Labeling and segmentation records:
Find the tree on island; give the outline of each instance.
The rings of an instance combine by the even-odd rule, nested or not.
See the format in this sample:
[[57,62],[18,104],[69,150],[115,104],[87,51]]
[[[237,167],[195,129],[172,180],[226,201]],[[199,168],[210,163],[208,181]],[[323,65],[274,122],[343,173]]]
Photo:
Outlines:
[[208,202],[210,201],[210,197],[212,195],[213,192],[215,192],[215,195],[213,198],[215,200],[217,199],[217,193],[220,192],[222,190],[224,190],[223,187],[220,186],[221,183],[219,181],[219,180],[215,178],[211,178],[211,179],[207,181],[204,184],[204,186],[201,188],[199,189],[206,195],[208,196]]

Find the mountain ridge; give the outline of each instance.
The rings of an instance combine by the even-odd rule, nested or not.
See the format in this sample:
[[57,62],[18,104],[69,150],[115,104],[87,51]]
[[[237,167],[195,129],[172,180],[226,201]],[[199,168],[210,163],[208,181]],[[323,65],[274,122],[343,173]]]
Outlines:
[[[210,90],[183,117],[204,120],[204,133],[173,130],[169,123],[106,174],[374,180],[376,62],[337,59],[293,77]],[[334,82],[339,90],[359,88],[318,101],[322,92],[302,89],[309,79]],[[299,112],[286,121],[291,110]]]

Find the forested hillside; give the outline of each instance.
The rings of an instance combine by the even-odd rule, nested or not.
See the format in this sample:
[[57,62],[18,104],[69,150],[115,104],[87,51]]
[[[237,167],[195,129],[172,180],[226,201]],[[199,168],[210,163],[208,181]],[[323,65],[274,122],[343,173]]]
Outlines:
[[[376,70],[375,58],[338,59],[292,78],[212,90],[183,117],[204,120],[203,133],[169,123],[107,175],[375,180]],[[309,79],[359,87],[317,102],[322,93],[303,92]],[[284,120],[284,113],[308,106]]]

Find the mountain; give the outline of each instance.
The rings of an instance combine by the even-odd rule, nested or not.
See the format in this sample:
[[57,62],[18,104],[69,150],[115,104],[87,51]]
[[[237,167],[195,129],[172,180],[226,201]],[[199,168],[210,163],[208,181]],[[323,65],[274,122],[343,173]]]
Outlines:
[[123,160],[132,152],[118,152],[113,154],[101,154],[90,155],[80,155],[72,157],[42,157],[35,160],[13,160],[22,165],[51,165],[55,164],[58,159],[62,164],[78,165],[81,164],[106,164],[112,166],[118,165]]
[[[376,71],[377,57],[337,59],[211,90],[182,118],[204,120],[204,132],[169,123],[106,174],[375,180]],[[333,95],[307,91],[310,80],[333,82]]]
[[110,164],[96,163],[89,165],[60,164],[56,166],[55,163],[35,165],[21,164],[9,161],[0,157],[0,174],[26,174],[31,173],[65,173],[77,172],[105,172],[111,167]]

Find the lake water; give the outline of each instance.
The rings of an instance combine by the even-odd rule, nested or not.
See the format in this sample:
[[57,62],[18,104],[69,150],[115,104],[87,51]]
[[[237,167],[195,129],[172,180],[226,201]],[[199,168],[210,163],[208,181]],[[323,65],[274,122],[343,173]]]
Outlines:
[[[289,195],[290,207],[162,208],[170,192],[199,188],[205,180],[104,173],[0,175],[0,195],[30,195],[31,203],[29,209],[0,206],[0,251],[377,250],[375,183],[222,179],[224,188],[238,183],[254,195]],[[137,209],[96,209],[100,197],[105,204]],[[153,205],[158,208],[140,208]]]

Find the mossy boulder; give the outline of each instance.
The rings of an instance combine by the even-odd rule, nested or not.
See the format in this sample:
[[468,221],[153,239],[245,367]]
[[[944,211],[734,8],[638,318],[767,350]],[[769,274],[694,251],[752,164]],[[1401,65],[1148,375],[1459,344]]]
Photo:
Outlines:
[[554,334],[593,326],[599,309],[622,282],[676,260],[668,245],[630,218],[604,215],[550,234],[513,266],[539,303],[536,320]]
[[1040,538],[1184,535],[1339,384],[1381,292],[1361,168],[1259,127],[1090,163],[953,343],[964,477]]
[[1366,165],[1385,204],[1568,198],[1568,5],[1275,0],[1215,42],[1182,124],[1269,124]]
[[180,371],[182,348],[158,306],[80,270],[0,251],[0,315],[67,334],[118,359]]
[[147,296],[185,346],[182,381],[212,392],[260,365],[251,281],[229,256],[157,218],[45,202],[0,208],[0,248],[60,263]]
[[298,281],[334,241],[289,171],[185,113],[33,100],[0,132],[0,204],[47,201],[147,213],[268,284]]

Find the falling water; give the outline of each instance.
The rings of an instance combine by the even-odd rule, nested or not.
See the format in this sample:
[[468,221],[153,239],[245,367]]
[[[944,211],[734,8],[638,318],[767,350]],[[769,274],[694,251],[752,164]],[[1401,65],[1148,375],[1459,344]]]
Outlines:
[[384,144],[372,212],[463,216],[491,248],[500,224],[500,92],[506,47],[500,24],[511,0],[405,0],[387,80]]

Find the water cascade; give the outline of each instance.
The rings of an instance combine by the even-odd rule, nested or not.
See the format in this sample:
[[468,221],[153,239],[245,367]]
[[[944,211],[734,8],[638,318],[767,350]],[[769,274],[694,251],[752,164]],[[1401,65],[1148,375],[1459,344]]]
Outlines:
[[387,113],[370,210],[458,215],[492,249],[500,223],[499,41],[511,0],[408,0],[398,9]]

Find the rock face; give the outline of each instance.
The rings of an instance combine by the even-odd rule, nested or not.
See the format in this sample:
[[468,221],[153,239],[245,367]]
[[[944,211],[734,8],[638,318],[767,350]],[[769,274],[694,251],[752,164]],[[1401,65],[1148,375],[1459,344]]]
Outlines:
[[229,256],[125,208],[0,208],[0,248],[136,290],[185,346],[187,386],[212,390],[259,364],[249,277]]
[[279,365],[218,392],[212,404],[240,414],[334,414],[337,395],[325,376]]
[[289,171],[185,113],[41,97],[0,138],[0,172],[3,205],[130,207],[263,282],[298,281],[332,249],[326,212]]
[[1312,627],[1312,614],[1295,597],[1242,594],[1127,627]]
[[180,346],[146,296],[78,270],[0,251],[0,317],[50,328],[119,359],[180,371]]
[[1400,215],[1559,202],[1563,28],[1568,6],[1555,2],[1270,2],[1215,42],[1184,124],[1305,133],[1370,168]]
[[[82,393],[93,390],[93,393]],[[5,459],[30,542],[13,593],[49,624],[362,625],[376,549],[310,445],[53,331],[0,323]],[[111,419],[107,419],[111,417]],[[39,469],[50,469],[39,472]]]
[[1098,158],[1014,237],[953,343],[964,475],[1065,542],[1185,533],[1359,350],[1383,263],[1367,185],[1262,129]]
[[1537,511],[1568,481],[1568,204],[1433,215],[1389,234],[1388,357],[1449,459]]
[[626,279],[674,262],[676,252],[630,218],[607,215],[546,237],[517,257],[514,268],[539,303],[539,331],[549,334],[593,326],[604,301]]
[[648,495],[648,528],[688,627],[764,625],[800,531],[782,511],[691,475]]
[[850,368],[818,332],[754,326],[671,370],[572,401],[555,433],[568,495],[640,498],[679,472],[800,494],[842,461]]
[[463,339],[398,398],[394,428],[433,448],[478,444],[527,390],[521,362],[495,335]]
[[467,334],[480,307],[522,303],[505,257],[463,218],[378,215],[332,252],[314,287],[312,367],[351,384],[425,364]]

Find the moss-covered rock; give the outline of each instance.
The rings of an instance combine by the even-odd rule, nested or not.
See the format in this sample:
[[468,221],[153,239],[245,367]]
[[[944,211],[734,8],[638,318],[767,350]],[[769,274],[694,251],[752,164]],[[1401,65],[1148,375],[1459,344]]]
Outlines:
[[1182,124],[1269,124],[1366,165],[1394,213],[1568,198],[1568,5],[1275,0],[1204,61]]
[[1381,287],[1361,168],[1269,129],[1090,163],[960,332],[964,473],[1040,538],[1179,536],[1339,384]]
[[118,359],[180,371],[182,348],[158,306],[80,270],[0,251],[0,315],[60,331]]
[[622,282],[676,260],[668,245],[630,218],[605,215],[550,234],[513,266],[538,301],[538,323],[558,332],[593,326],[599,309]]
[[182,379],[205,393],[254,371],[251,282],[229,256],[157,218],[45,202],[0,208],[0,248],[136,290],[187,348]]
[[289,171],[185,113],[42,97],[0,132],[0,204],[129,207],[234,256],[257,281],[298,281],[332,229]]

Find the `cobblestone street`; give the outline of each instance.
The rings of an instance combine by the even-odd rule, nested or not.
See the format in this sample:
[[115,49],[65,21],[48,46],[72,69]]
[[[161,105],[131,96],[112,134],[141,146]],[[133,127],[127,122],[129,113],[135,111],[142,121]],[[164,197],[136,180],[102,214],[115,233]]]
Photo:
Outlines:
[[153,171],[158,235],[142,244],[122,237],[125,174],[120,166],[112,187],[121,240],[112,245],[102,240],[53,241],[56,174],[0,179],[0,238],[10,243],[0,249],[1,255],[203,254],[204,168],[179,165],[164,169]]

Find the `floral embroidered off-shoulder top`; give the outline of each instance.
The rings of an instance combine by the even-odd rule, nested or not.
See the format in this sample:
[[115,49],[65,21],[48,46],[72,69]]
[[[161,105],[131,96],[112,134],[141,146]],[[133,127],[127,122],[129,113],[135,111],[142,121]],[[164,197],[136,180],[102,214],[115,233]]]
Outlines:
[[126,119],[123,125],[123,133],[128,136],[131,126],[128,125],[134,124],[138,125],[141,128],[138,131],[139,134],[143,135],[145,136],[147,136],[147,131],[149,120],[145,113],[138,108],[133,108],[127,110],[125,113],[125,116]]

SHORT PROBLEM: Show each line of the rows above that contains the string "rock".

THE OUTPUT:
Find the rock face; give the outline of each instance.
Find the moss-covered rock; give the outline of each instance.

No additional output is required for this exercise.